## THE DATA
====
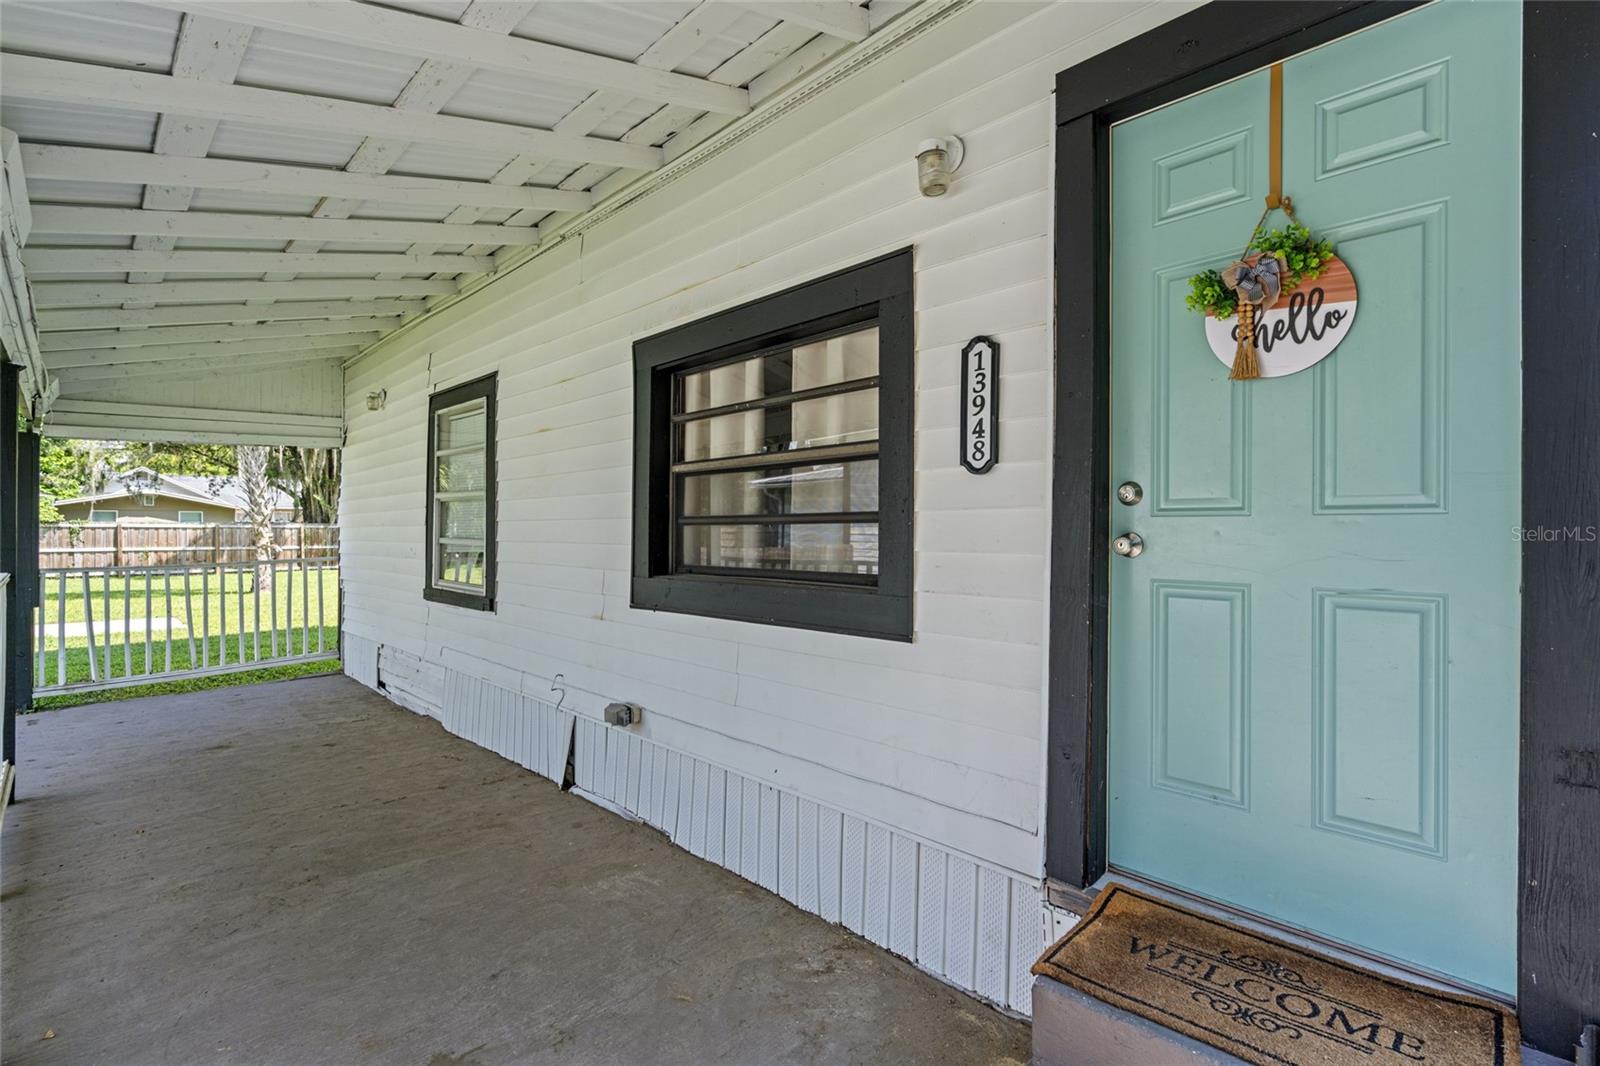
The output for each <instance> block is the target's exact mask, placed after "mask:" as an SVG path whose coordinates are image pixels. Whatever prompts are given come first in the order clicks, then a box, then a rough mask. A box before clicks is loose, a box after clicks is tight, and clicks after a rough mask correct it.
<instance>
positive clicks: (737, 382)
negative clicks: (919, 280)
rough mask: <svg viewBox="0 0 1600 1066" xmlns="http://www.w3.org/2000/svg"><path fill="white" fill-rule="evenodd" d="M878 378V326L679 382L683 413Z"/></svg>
mask: <svg viewBox="0 0 1600 1066" xmlns="http://www.w3.org/2000/svg"><path fill="white" fill-rule="evenodd" d="M877 373H878V330H877V327H872V328H867V330H858V331H856V333H846V335H845V336H835V338H830V339H827V341H818V343H814V344H802V346H800V347H797V349H794V351H792V352H776V354H773V355H758V357H755V359H746V360H742V362H738V363H726V365H723V367H712V368H710V370H698V371H694V373H688V375H682V376H680V378H678V410H680V411H685V413H693V411H704V410H709V408H714V407H725V405H728V403H741V402H744V400H760V399H763V397H770V395H781V394H784V392H800V391H805V389H818V387H821V386H829V384H838V383H842V381H858V379H861V378H872V376H874V375H877Z"/></svg>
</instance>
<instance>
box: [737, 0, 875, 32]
mask: <svg viewBox="0 0 1600 1066" xmlns="http://www.w3.org/2000/svg"><path fill="white" fill-rule="evenodd" d="M744 6H747V8H750V10H752V11H760V13H762V14H766V16H770V18H774V19H782V21H784V22H794V24H795V26H803V27H806V29H808V30H816V32H818V34H827V35H829V37H838V38H840V40H848V42H861V40H866V38H867V34H870V32H872V30H870V27H869V26H867V13H866V10H864V8H859V6H856V5H854V3H851V2H850V0H744Z"/></svg>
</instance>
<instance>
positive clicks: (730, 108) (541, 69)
mask: <svg viewBox="0 0 1600 1066" xmlns="http://www.w3.org/2000/svg"><path fill="white" fill-rule="evenodd" d="M155 2H157V3H158V5H160V6H168V8H178V10H182V11H192V13H202V14H211V16H214V18H219V19H230V21H234V22H246V24H250V26H258V27H262V29H274V30H282V32H286V34H299V35H302V37H312V38H315V40H325V42H338V43H344V45H354V46H357V48H374V50H378V51H387V53H392V54H400V56H413V58H418V59H450V61H454V62H464V64H469V66H474V67H477V69H480V70H499V72H502V74H515V75H522V77H530V78H538V80H547V82H549V80H554V82H563V83H568V85H582V86H584V88H614V90H621V91H626V93H629V94H630V96H635V98H640V99H651V101H661V102H664V104H685V106H688V107H698V109H699V110H714V112H718V114H723V115H742V114H746V112H747V110H750V101H749V94H747V93H744V91H741V90H738V88H733V86H726V85H717V83H714V82H707V80H704V78H696V77H690V75H685V74H670V72H664V70H650V69H645V67H638V66H635V64H632V62H629V61H626V59H613V58H610V56H597V54H592V53H587V51H579V50H576V48H565V46H560V45H547V43H544V42H538V40H528V38H526V37H502V35H499V34H493V32H486V30H480V29H474V27H469V26H461V24H456V22H446V21H443V19H434V18H427V16H422V14H411V13H408V11H395V10H392V8H381V6H376V5H370V3H355V2H354V0H317V2H315V3H304V2H294V0H269V2H264V3H262V2H250V0H155ZM808 6H810V5H808ZM818 6H821V5H818ZM845 6H848V5H845Z"/></svg>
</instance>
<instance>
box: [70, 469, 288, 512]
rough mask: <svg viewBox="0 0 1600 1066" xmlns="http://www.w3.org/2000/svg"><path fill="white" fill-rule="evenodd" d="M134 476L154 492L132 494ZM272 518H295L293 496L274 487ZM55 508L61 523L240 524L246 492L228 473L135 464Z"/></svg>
mask: <svg viewBox="0 0 1600 1066" xmlns="http://www.w3.org/2000/svg"><path fill="white" fill-rule="evenodd" d="M136 477H142V479H149V480H150V482H154V485H155V490H154V493H134V491H133V490H131V488H130V485H131V483H133V482H134V480H136ZM275 493H277V496H275V499H274V503H272V520H274V522H293V520H294V498H293V496H290V495H288V493H285V491H283V490H275ZM56 511H59V512H61V517H62V520H64V522H90V523H96V525H107V523H114V522H115V523H123V525H130V523H131V525H190V523H192V525H206V523H232V522H245V490H243V487H242V485H240V483H238V480H237V479H232V477H200V475H192V474H157V472H155V471H150V469H146V467H139V469H136V471H126V472H125V474H115V475H112V477H107V479H106V485H104V487H102V488H101V491H98V493H93V495H88V496H72V498H70V499H58V501H56Z"/></svg>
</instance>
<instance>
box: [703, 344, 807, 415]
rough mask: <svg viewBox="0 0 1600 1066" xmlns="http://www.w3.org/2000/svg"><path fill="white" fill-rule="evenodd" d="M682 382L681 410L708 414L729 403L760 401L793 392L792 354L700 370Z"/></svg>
mask: <svg viewBox="0 0 1600 1066" xmlns="http://www.w3.org/2000/svg"><path fill="white" fill-rule="evenodd" d="M678 381H680V389H682V392H680V397H678V410H680V411H704V410H707V408H712V407H722V405H725V403H739V402H741V400H758V399H762V397H763V395H776V394H779V392H789V352H782V354H781V355H763V357H757V359H746V360H742V362H738V363H726V365H725V367H712V368H710V370H698V371H694V373H691V375H683V376H682V378H680V379H678Z"/></svg>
====
## TO DO
Exactly as written, please give again the lines from the beginning of the listing through the line containing "negative clicks: (919, 280)", inclusive, without any pictures.

## ANSWER SPACE
The output for each <instance> block is the target's exact mask, placed after "mask:" as an SVG path whose coordinates are image pixels. Whatever prompts are given come first in the order clicks, then a box, then a rough mask. A box before clicks is loose, a box after clicks is tight, and clicks after a rough mask correct it.
<instance>
positive clicks: (737, 382)
negative clicks: (919, 280)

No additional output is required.